Stored dataset entries
/---

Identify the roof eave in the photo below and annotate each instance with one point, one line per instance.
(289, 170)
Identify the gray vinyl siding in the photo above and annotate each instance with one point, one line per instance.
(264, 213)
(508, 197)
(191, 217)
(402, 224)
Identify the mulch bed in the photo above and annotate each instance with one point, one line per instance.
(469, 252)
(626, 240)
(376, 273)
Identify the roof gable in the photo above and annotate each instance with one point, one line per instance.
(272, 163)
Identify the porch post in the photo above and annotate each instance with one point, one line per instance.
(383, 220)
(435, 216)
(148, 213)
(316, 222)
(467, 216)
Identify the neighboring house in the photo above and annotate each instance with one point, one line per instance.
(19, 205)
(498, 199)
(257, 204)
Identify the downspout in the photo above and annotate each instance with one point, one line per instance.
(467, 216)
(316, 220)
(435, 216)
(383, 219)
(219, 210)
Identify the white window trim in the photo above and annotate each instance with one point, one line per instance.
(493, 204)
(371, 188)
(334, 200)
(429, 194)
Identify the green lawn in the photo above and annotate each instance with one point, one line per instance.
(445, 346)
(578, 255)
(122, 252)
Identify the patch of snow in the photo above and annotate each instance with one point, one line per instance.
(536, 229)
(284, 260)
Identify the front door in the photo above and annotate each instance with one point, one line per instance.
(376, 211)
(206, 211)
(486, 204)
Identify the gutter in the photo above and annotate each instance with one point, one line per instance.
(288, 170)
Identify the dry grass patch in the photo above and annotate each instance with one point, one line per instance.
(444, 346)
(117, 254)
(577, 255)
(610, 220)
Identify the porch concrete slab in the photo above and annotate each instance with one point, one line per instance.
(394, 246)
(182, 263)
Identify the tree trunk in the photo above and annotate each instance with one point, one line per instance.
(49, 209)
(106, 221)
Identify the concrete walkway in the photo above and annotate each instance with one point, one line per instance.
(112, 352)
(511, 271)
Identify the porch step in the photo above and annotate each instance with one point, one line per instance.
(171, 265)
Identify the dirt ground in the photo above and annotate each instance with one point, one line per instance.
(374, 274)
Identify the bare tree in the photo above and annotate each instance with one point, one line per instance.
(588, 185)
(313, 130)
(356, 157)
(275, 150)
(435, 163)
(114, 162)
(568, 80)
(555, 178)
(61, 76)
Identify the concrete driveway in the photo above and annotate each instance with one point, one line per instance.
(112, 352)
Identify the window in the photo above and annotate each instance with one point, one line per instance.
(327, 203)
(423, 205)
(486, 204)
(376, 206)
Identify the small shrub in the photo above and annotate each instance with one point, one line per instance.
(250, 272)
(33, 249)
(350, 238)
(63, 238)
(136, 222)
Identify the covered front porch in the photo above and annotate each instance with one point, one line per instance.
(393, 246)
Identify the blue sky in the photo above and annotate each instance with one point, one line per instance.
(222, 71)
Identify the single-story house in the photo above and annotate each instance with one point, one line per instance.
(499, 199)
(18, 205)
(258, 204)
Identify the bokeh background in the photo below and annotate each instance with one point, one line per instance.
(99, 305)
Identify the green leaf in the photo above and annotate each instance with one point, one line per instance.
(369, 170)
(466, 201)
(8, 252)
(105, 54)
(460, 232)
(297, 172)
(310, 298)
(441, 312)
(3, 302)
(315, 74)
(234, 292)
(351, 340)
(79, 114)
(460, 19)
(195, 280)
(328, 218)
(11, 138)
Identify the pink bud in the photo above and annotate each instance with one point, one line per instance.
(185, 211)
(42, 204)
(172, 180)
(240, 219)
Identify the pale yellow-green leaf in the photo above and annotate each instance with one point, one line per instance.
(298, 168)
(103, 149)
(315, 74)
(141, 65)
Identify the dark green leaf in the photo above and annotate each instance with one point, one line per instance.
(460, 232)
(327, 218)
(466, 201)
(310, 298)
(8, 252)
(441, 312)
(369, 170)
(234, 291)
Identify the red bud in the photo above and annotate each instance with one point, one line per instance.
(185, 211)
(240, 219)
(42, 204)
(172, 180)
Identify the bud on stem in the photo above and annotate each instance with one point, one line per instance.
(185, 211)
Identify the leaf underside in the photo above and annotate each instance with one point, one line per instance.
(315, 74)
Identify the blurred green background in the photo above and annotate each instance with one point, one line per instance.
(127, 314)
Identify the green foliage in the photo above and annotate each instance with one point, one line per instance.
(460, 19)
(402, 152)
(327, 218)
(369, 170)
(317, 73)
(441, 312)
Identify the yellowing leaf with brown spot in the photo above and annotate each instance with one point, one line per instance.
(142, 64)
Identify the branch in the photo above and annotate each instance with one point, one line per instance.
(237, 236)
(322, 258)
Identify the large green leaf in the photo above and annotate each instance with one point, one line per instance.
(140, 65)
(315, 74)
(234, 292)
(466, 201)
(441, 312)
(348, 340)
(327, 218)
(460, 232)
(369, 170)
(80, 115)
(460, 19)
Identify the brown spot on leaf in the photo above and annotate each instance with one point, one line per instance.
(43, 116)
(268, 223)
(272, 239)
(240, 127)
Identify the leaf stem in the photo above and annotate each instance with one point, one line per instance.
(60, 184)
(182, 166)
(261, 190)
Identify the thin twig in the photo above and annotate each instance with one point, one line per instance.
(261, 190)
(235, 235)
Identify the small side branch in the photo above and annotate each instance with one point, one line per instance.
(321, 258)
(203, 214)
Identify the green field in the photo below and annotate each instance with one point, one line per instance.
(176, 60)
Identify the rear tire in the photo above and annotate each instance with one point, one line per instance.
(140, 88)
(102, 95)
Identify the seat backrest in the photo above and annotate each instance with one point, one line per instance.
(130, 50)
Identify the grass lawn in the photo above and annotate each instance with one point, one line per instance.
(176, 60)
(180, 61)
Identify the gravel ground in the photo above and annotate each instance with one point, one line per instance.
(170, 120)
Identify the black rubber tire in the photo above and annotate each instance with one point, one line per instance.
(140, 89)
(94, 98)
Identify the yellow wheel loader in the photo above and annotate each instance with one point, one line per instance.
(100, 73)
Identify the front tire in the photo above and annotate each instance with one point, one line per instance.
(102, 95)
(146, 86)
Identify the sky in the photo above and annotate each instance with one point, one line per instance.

\---
/---

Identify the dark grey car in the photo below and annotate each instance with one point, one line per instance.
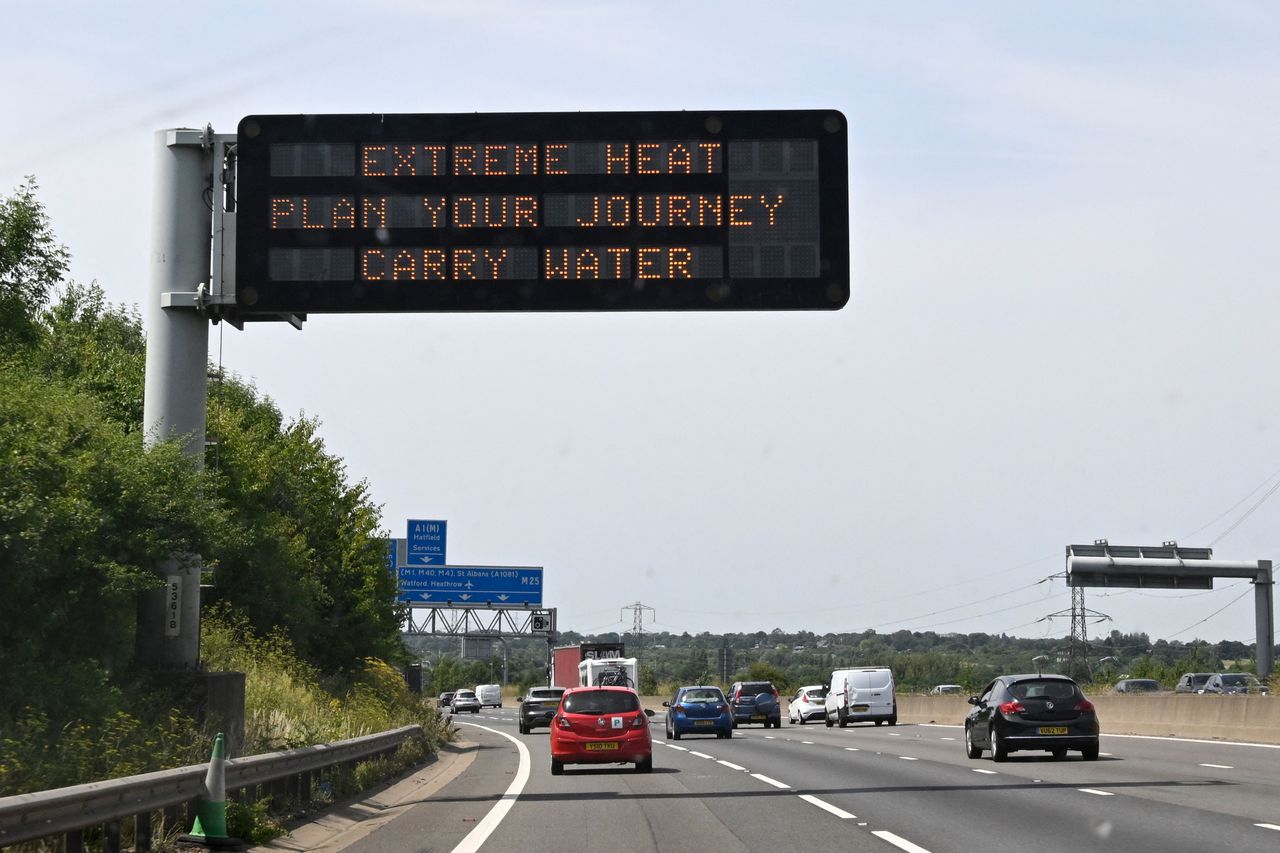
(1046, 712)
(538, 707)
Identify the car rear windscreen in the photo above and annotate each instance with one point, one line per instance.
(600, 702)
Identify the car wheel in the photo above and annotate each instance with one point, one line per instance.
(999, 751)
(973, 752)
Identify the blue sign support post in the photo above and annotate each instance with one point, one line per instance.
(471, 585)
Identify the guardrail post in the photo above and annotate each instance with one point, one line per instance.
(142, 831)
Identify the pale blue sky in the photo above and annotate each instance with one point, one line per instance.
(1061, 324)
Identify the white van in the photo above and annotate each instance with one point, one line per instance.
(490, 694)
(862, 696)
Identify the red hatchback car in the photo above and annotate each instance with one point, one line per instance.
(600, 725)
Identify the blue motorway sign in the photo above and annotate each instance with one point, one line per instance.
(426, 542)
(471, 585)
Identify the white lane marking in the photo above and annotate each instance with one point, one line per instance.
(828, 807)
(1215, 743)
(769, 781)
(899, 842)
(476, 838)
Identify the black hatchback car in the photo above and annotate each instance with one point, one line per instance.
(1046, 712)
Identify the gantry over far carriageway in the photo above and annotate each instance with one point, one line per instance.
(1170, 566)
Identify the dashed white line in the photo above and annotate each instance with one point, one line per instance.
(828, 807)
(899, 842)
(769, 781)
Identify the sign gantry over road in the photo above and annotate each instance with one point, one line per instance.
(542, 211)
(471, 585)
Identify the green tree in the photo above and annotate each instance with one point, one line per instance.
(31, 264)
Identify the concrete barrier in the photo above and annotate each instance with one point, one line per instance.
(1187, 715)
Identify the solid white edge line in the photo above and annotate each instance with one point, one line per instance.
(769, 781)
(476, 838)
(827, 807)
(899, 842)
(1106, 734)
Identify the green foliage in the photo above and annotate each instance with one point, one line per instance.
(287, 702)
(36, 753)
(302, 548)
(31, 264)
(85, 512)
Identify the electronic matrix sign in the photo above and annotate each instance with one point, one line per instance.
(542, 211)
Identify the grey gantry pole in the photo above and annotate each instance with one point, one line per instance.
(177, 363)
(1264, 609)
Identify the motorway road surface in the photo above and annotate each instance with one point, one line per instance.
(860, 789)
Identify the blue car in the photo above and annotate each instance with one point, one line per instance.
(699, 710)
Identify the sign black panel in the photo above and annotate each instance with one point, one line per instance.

\---

*GOAL*.
Please rewrite the entries starting with the line with "Identify the white lane" and going on through the line with "Identify the sign black", renaming "gantry" to "overhead frame" everywhere it occurs and keeping everything else the same.

*THE OUTPUT*.
Identify the white lane marking in the photo above and annotate each instance with one point, one line per instance.
(828, 807)
(1215, 743)
(769, 781)
(899, 842)
(476, 838)
Identify the black hatchback car in the photo above and annotate each instance with one point, one line per instance.
(1046, 712)
Identify the overhead frame over far carriageway in the photo above and annotate each instance with one point, one line per instance.
(1170, 566)
Identify the dashed white line in the photo above and annotate each instance with one point, one line per instance.
(828, 807)
(899, 842)
(769, 781)
Identify the sign overhead frame over road in the photo above and annotate each instance with one point, one line per instance.
(542, 211)
(471, 585)
Identify the green tree in the photo above and annotate each instance with one point, one line per instance.
(31, 264)
Identify the concrete barrier in the photo above and annotate each instance with one point, one line per instance.
(1187, 715)
Identify the solid white edge line in the photo above and annotate each instance with one point, one line per instance.
(769, 781)
(476, 838)
(827, 807)
(899, 842)
(1106, 734)
Identify the green foliage in the photo above and annotate each instance with one point, one line per instance.
(287, 702)
(36, 753)
(302, 548)
(31, 264)
(85, 512)
Identify the electronic matrix sign in the photo above and annotate each instance with one point, one line per instance.
(542, 211)
Identify the grey overhead frame pole in the photo above and annotate each instance with one point, one line per instance.
(177, 363)
(1264, 609)
Identify the motorway road surface in the photo above and annotate each instance with one point, one line per instance.
(860, 789)
Identify the blue car in the photo above and annotate each instance with one point, one line per instance.
(699, 710)
Identify the sign black panel in the photo above and annotate each instance with one point, one line per instance.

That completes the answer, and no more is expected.